Work instructions:
(1) According to the text on the breathable air safety system, what is triggered when the pressure sensor detects a pressure outside the safety range?
(2) Extend the text on the breathable air safety system, picking up after its last sentence.

Text section:
* * *

In FIG. 1, EMAC panel 112 is shown at two locations merely for the sake of illustrative convenience. In one or more embodiments, an air monitoring system 150 may be installed as part of safety system 100 to automatically track and monitor a parameter (e.g., pressure) and/or a quality (e.g., indicated by moisture levels, carbon monoxide levels) of breathable air within safety system 100. FIG. 1 shows air monitoring system 150 as communicatively coupled to air storage system 106 and EMAC panel 112 merely for the sake of example. It should be noted that EMAC panel 112 may be at a remote location associated with (e.g., internal to, external to) structure 102. In one or more embodiments, for monitoring the parameters and/or the quality of breathable air within safety system 100, air monitoring system 150 include appropriate sensors and circuitries therein. For example, a pressure sensor (not shown) within air monitoring system 150 may automatically sense and record the pressure of the breathable air of safety system 100. Said pressure sensor may communicate with an alarm system that is triggered when the sensed pressure is outside a safety range. Also, in one or more embodiments, air monitoring system 150 may automatically trigger a shutdown of breathable air distribution through safety system 100 in case of impurity/contaminant (e.g., carbon monoxide) detection therethrough yielding levels above a safety threshold.

In one or more embodiments, fixed piping system 104 may include pipes (e.g., constituted out of stainless steel tubing) that distribute breathable air to a number of emergency air fill stations 120_1-P within structure 102. In one example implementation, each emergency air fill station 120_1-P may be located at a specific level of structure 102. If structure 102 is regarded as a vertical building structure, an emergency air fill station 120_1-P may be located at each of a basement level, a first floor level, a second floor level and so on. For example, emergency air fill station 120_1-P may be located at the end of the flight of stairs that emergency fighting personnel (e.g., firefighting personnel) need to climb to reach a specific floor level within the vertical building structure.

In one or more embodiments, an emergency air fill station 120_1-P may be a static location within a level of structure 102 that provides emergency personnel (e.g., firefighters) with the ability to rapidly fill air bottles/cylinders (e.g., SCBA cylinders). In one or more embodiments, emergency air fill station 120_1-P may be an emergency air fill panel or a rupture containment air fill station. In one or more embodiments, proximate each emergency air fill station 120_1-P , safety system 100 may include an isolation valve 1601-p to isolate a corresponding emergency air fill station 120_1-P from a rest of safety system 100. For example, said isolation may be achieved through the manual turning of isolation valve 1601-p proximate the corresponding emergency air fill station 120_1-P or remotely from air monitoring system 150. In one example implementation, air monitoring system 150 may maintain breathable air supply to a subset of emergency air fill stations 120_1-P through control of a corresponding subset of isolation valves 1601-p and may isolate the other emergency air fill stations 120_1-P from the breathable air supply. It should be noted that configurations and components of safety system 100 may vary from the example safety system 100 of FIG. 1.

* * *

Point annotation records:
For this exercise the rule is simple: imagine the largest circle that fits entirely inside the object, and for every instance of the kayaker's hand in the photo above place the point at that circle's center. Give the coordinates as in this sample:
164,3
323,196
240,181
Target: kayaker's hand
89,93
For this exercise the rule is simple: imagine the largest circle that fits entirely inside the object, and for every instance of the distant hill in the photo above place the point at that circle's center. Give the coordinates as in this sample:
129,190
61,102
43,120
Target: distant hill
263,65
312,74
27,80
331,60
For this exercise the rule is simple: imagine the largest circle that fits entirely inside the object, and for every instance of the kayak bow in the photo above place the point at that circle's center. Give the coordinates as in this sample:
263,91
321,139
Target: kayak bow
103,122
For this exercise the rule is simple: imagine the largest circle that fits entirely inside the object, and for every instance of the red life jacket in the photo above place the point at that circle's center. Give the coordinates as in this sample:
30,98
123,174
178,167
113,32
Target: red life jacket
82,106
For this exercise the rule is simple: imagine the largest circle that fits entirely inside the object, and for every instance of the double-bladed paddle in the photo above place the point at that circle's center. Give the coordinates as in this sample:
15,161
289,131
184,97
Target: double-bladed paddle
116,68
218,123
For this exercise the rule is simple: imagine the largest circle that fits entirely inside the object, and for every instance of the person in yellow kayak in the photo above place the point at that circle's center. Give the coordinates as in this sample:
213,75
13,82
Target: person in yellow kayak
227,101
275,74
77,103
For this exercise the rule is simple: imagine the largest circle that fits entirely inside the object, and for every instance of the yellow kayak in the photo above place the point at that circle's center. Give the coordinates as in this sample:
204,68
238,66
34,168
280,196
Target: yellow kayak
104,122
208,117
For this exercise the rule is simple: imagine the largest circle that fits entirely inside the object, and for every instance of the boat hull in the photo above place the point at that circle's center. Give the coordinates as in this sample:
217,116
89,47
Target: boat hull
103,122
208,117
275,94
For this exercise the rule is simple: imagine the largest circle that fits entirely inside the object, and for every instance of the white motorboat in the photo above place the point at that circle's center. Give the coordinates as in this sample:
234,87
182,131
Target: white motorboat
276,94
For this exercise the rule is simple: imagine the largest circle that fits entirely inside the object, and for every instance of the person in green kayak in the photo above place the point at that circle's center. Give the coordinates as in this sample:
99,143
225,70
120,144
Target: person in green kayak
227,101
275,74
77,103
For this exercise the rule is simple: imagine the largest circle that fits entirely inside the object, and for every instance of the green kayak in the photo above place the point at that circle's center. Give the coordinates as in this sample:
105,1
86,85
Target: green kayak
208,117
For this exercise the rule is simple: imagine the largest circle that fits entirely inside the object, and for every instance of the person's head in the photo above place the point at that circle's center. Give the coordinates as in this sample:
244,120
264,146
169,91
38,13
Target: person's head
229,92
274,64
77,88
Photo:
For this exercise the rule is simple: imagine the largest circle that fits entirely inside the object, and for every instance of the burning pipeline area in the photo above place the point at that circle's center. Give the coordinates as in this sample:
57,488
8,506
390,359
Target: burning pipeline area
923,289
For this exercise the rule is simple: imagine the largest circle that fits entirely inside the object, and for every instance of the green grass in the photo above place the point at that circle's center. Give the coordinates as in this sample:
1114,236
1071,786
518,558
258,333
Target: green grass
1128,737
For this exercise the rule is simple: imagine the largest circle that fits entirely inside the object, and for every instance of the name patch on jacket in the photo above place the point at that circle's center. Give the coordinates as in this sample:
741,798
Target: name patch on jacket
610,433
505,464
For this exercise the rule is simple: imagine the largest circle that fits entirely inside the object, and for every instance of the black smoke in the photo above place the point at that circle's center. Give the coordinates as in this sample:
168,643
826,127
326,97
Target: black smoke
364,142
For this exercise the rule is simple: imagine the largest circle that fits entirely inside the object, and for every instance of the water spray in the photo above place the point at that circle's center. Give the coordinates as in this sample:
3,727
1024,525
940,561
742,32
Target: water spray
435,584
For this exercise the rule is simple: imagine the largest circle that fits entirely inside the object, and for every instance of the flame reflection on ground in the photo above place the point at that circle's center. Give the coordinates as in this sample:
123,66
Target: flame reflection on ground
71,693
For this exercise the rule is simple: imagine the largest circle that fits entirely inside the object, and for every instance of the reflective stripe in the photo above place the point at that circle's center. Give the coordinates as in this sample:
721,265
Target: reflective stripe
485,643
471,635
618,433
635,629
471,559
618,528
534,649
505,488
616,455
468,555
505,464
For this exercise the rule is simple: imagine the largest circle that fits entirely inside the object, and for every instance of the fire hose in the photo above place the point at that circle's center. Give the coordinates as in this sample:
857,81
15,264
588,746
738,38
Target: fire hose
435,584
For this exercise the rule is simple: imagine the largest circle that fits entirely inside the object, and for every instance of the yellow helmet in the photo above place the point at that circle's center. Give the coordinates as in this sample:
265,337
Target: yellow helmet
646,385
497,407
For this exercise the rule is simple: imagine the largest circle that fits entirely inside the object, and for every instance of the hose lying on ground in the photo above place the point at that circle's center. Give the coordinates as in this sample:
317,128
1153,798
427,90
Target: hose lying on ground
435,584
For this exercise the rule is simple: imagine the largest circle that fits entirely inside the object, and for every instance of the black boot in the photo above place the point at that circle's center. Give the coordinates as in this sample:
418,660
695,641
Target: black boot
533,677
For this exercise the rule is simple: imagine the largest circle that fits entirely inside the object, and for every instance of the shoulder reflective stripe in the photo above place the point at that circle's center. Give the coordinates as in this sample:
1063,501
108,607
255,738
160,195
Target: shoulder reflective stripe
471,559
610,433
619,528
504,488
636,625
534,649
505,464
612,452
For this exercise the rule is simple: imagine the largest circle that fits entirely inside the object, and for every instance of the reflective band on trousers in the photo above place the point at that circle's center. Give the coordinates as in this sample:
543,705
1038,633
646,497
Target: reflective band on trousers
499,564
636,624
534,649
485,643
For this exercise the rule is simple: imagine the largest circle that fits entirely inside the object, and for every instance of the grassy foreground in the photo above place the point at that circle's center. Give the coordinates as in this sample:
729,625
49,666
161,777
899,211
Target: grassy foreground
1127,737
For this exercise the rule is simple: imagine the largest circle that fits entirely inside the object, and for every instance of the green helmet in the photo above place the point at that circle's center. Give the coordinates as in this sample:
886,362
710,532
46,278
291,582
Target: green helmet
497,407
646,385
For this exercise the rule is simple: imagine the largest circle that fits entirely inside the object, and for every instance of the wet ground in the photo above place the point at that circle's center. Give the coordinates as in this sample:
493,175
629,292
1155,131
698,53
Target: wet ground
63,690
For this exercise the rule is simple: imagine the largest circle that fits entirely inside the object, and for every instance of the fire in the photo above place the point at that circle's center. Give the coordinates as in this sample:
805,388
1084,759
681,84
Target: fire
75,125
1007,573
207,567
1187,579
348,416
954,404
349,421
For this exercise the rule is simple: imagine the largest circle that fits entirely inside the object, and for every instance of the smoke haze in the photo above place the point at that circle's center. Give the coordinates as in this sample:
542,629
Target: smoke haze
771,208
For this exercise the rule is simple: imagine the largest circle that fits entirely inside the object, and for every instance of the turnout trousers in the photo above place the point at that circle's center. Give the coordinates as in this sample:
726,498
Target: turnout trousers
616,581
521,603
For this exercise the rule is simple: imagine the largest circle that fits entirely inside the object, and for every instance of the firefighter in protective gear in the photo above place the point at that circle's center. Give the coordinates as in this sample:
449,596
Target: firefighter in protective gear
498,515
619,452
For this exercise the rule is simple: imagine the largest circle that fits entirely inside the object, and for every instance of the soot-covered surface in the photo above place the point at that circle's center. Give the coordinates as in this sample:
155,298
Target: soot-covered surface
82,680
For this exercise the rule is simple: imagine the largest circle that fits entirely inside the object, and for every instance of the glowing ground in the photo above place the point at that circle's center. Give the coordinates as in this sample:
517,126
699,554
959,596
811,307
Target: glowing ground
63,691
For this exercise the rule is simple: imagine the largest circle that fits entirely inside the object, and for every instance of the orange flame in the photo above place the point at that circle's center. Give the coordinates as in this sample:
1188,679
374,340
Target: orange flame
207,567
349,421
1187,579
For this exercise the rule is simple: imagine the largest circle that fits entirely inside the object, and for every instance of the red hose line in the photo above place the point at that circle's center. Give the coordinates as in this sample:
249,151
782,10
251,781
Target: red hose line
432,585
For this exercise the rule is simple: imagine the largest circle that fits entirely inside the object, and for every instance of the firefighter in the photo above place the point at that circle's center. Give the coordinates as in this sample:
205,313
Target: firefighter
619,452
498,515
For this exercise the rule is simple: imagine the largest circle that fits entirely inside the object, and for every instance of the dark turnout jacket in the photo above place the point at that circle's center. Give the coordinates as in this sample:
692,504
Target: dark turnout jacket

* * *

Answers to the tasks:
(1) An alarm system is triggered.

(2)
In one or more embodiments, elements of safety system 100 (e.g., EMAC panel 112, fixed piping system 104 at a basement level of structure 102 closest to EMAC panel 112) may be required to be communicatively coupled to one another in order that electrical connection and/or air connection therebetween is established. For the aforementioned purpose, in one or more embodiments, safety system 100 may have a distribution of raceways across levels thereof. A “raceway,” as discussed herein, may refer to an enclosed, flexible and dynamic conduit providing a physical pathway for electrical wiring and/or breathable air associated with (e.g., within) structure 102). In one or more embodiments, in the case of safety system 100 being a FARS, raceways may provide continuous pathways to electrically connect elements (e.g., a control panel within air storage system 106 and an emergency air fill station 120_1-P ) of said FARS to one another; again, raceways may also provide continuous pathways for an air connection between, say, fixed piping system 104 and EMAC panel 112. The raceway distribution discussed herein may apply to raceways within a ground level (i.e., buried below a ground surface) associated with structure 102. However, concepts discussed herein may also be applicable to raceways/raceway elements embedded within walls of structure 102.

FIG. 2 shows a raceway 202 embedded within a ground level 204 associated with structure 102. according to one or more embodiments. In one or more embodiments, ground level 204 may be a basement ground level, a first floor ground level or even a ground level of a driveway associated with structure 102. Thus, in one or more embodiments, ground level 204 may physically be internal and/or external to structure 102 (e.g., a building); in the solely external case, ground level 204 may be in proximity (e.g., the driveway) to structure 102. Other examples of ground level 204 are within the scope of the exemplary embodiments discussed herein.

FIG. 2 shows ground level 204 as a layer of concrete 206 directly on top of a base layer of gravel 208 for example purposes. FIG. 2 shows raceway 202 with a horizontal portion 210 thereof completely embedded within base layer of gravel 208 below layer of concrete 206. In the example discussed above, as ground level 204 may subsume a surface external to structure 102 and in proximity thereof and EMAC panel 112 may be provided on said surface, raceway 202 may need to have a pathway to electrically connect components of EMAC panel 112 to, say, air monitoring system 150 that senses a quality (e.g., moisture levels, carbon monoxide levels) of breathable air within safety system 100 utilizing sensors embedded therein. FIG. 2 shows air monitoring system 150 with sensors 212 included therein, according to one or more embodiments. In the example, both EMAC panel 112 and air monitoring system 150 may include modules with electrical and mechanical components; even electro-mechanical, hydraulic, pneumatic and/or other components may be part of EMAC panel 112 and/or air monitoring system 150. Both EMAC panel 112 and air monitoring system 150 may be disposed above ground level 204. In the case of air monitoring system 150, ground level 204 may subsume some ground surface within structure 102.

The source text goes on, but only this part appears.